---- Document

Cold winter weather can be rough on pipes and other parts of your plumbing system. There’s nothing more frustrating than dealing with blocked drains, a broken hot water heater, or leaky pipes in the dead of winter.

Fortunately, there are several simple things you can do to get your plumbing system ready for the cold weather. These preventative measures can significantly lower the risk of plumbing problems. If you do end up with frozen pipes or other plumbing issues, you can always get prompt emergency service from the Johns Plumbing team.

1. Locate the Water Main Valve

It’s vital to know exactly where your home’s water main valve is and how to turn it off. Quickly turning off the water flow can prevent a burst pipe from causing flooding and water damage.

It’s also a good idea to shut off the water line before leaving your home for a trip. Once you turn the valve to the “off” position, drain the remaining water out of the pipes by turning on all the faucets and letting the water run until the pipes are empty.

2. Protect Your Indoor Pipes

When the pipes in your home get too told, the water can freeze, expand, and break the pipes. Sometimes you may not notice small cracks in your pipes until the water thaws and starts running through the pipes and leaking everywhere. A big crack in a pipe can release a lot of water very quickly, flooding parts of your home.

--------
---- Material provided

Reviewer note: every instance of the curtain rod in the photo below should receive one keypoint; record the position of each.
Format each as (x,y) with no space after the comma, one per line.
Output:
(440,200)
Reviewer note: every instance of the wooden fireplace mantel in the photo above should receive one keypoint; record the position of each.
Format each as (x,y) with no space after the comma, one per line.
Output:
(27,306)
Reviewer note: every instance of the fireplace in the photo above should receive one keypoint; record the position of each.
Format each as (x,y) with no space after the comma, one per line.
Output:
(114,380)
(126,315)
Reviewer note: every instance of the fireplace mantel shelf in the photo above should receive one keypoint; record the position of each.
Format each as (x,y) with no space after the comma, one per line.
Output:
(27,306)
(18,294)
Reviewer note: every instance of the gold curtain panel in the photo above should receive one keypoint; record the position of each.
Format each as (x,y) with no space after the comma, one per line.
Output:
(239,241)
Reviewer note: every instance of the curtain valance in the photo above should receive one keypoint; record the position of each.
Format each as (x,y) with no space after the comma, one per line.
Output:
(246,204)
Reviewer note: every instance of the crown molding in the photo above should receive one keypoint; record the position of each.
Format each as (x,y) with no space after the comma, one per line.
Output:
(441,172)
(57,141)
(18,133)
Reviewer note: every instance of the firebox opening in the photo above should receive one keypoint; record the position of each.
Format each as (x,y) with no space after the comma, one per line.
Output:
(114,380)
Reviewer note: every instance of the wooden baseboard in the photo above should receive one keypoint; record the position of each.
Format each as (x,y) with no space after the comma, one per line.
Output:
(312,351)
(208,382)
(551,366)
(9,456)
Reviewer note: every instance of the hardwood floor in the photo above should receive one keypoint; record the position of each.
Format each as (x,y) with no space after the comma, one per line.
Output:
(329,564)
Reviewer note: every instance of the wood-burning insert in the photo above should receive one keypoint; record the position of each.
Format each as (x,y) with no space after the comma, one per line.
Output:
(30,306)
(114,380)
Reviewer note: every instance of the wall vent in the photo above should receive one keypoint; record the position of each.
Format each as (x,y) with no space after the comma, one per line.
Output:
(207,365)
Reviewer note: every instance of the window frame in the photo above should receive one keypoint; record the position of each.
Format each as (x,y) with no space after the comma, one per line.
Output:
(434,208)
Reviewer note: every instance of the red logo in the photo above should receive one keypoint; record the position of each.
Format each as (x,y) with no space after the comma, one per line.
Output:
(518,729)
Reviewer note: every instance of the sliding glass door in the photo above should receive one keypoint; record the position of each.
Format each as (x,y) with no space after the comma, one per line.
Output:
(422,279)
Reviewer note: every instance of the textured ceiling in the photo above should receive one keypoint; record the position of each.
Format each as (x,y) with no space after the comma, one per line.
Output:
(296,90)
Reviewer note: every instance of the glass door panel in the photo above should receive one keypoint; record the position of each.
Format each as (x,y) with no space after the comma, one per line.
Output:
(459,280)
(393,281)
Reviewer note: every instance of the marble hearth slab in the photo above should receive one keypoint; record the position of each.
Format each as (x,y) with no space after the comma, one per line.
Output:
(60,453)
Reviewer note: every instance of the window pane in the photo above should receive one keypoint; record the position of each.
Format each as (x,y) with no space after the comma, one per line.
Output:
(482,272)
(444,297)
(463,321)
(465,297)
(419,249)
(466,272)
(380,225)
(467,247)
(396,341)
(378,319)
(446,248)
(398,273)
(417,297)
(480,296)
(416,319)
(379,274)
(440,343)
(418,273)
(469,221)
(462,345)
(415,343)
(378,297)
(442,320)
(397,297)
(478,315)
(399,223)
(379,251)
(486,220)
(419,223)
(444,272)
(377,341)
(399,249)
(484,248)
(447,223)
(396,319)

--------

# What to produce:
Rewrite the winter plumbing text from "2. Protect Your" up to and including "of your home.", putting "swell" in place of "expand".

# Full output:
2. Protect Your Indoor Pipes

When the pipes in your home get too told, the water can freeze, swell, and break the pipes. Sometimes you may not notice small cracks in your pipes until the water thaws and starts running through the pipes and leaking everywhere. A big crack in a pipe can release a lot of water very quickly, flooding parts of your home.